[The task] Your answer must be an exact transcription of every entry.
#### Extracted entries
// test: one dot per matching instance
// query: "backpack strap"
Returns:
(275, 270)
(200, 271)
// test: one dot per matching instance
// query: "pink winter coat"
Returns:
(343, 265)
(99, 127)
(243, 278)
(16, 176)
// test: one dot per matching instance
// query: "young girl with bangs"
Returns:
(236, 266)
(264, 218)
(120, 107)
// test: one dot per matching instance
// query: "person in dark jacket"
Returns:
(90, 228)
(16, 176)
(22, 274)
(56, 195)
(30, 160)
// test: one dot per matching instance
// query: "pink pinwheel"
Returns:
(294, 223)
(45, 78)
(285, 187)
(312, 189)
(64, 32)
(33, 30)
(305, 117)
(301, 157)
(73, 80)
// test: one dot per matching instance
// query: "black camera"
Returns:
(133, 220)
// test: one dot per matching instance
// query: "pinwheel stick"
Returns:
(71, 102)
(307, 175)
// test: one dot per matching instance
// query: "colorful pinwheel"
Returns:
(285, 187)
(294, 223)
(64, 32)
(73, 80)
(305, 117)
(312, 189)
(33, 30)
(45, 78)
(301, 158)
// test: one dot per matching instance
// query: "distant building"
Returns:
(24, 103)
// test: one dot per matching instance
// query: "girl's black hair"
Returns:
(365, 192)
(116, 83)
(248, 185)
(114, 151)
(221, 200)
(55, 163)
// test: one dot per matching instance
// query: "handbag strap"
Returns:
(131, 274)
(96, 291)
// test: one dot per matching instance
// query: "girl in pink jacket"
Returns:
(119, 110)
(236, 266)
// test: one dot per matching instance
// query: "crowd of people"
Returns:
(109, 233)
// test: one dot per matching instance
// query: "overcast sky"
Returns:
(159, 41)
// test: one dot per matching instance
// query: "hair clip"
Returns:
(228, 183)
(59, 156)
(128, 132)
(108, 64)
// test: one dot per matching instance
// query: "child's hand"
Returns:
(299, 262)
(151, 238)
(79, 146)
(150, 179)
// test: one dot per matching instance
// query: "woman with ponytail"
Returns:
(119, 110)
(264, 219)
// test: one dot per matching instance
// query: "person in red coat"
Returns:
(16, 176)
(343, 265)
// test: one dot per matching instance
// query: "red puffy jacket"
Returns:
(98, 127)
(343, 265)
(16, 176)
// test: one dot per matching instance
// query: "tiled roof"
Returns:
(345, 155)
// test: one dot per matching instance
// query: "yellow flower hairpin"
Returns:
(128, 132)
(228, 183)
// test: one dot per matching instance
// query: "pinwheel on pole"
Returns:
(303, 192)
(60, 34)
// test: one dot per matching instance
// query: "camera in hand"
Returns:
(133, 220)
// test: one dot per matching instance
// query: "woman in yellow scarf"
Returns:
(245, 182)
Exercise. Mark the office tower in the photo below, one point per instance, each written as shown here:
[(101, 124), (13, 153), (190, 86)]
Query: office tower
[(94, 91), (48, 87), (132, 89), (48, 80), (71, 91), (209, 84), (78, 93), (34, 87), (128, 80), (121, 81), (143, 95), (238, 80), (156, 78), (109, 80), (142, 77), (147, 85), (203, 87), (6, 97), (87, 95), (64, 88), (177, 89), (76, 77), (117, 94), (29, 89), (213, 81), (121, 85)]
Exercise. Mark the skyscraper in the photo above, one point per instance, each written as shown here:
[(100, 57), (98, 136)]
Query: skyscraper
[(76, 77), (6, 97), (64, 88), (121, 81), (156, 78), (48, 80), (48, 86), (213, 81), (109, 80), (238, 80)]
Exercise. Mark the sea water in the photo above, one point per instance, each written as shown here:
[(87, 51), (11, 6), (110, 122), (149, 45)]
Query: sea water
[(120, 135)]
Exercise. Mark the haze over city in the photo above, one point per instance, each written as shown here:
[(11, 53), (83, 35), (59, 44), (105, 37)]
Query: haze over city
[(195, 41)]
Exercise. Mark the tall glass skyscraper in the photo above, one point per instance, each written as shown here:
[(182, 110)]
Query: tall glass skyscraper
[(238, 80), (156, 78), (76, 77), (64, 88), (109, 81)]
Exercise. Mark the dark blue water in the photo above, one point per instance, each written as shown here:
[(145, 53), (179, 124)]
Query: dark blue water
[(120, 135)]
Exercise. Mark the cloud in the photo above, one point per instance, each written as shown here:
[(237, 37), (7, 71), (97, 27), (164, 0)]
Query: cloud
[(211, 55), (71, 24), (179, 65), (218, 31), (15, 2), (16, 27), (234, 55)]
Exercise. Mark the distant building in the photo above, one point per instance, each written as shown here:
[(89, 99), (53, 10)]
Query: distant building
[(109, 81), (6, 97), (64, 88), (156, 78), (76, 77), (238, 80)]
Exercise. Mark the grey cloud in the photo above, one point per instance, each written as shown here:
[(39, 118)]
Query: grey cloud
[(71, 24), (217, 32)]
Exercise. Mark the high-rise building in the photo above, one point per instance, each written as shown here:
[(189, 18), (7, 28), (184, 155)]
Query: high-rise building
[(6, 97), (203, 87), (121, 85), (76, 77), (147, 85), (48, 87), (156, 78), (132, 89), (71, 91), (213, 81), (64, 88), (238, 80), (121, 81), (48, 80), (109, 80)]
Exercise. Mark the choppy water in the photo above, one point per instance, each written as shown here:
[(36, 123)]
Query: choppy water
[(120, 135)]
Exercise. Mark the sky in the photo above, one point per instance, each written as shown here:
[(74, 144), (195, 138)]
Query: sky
########
[Exercise response]
// test: one dot per matching instance
// query: "backpack strap"
Returns:
(275, 270)
(200, 271)
// test: one dot per matching instance
// query: "pink winter coat"
Returns:
(343, 265)
(99, 127)
(243, 278)
(16, 176)
// test: one dot per matching instance
// query: "young girl with bangs"
Returns:
(236, 266)
(264, 218)
(120, 107)
// test: one dot per matching instance
// query: "person in dark jacket"
Returns:
(90, 228)
(16, 176)
(22, 274)
(56, 195)
(30, 160)
// test: one dot per matching instance
// query: "pink pinwheel"
Returns:
(294, 223)
(45, 78)
(285, 187)
(312, 189)
(64, 32)
(33, 30)
(305, 117)
(301, 157)
(73, 80)
// test: one dot per matching instance
// query: "black camera"
Returns:
(133, 220)
// test: one dot per matching instance
// query: "pinwheel stick"
Returns:
(71, 102)
(307, 175)
// test: one dot per matching instance
// query: "colorful pinwheel"
Returns:
(285, 187)
(294, 223)
(64, 32)
(73, 80)
(305, 117)
(312, 189)
(33, 30)
(45, 78)
(301, 158)
// test: one dot per matching instance
// query: "distant building"
Returns:
(24, 103)
// test: one dot per matching instance
// query: "girl's black hair"
Returns:
(365, 192)
(116, 83)
(248, 185)
(114, 151)
(221, 200)
(55, 163)
// test: one dot per matching instance
// query: "handbag strap"
Returns:
(131, 274)
(96, 291)
// test: one dot per matching instance
// query: "girl in pink jacket"
Returns:
(119, 110)
(236, 266)
// test: one dot per matching instance
// query: "crowd of people"
Returns:
(109, 233)
// test: one dot per matching instance
// query: "overcast sky"
Returns:
(159, 41)
// test: one dot per matching instance
// query: "hair clip"
Returns:
(228, 183)
(59, 156)
(128, 132)
(108, 64)
// test: one dot per matching instance
// query: "child's hand"
Returns:
(299, 262)
(151, 238)
(79, 146)
(150, 179)
// test: one dot per matching instance
// query: "woman with ponytail"
Returns:
(119, 110)
(264, 219)
// test: one dot per matching instance
// query: "person in red coat"
Returns:
(16, 176)
(343, 265)
// test: one dot per matching instance
// query: "red puffy jacket"
Returns:
(98, 127)
(343, 265)
(16, 176)
// test: one dot per matching instance
// query: "tiled roof"
Returns:
(345, 155)
// test: one dot per matching instance
// query: "yellow flower hairpin"
Returns:
(128, 132)
(228, 183)
// test: one dot per matching instance
// query: "pinwheel on pole"
Returns:
(303, 192)
(60, 34)
// test: one dot per matching instance
// query: "camera in hand"
Returns:
(133, 220)
// test: one dot per matching instance
// query: "woman in yellow scarf"
Returns:
(245, 182)
Exercise. Mark the office tower in the photo below, one point per instance, each written as shown here:
[(101, 124), (13, 153), (190, 86)]
Query: office tower
[(94, 91), (48, 87), (132, 89), (48, 80), (71, 91), (209, 84), (78, 93), (34, 87), (128, 80), (121, 81), (143, 95), (238, 80), (156, 78), (109, 80), (142, 77), (147, 85), (203, 87), (6, 97), (87, 95), (64, 88), (177, 89), (76, 77), (117, 94), (29, 89), (213, 81), (121, 85)]
Exercise. Mark the skyscraper in the photo above, one point per instance, each written as shown here:
[(100, 57), (98, 136)]
Query: skyscraper
[(76, 77), (6, 97), (64, 88), (121, 81), (156, 78), (48, 80), (48, 86), (213, 81), (109, 80), (238, 80)]
Exercise. Mark the sea water in the photo above, one point per instance, each written as shown here:
[(87, 51), (11, 6), (110, 122), (149, 45)]
Query: sea water
[(120, 135)]
Exercise. Mark the haze over city in the photo above, one point per instance, each written as shown here:
[(11, 53), (83, 35), (59, 44), (105, 37)]
Query: haze over city
[(195, 41)]
Exercise. Mark the tall glass skyscraper in the photo above, one point per instance, each written as shown here:
[(182, 110)]
Query: tall glass skyscraper
[(238, 80), (156, 78), (76, 77), (64, 88), (109, 81)]
Exercise. Mark the dark blue water in the photo above, one point per instance, each written as shown here:
[(145, 53), (179, 124)]
Query: dark blue water
[(120, 135)]
Exercise. Mark the cloud in the photo above, one point per instance, each written as shown here:
[(237, 37), (7, 71), (97, 27), (164, 0)]
Query: cloud
[(211, 55), (71, 24), (179, 65), (218, 31), (15, 2), (16, 27), (234, 55)]
Exercise. Mark the distant building in the photo above, one point per instance, each written as shown here:
[(89, 99), (53, 10)]
Query: distant building
[(109, 81), (6, 97), (64, 88), (156, 78), (76, 77), (238, 80)]
Exercise. Mark the grey cloud in the photo above, one point per instance, each written as shown here:
[(39, 118)]
Query: grey cloud
[(71, 24), (217, 32)]
Exercise. Mark the high-rise building in the photo above, one point per instance, each written as shown here:
[(189, 18), (7, 28), (184, 155)]
Query: high-rise building
[(6, 97), (203, 87), (121, 85), (76, 77), (147, 85), (48, 87), (156, 78), (132, 89), (71, 91), (213, 81), (64, 88), (238, 80), (121, 81), (48, 80), (109, 80)]
Exercise. Mark the choppy water in the photo above, one point per instance, each written as shown here:
[(36, 123)]
Query: choppy water
[(120, 135)]
Exercise. Mark the sky in the photo above, one point per instance, each written as shown here:
[(74, 144), (195, 138)]
Query: sky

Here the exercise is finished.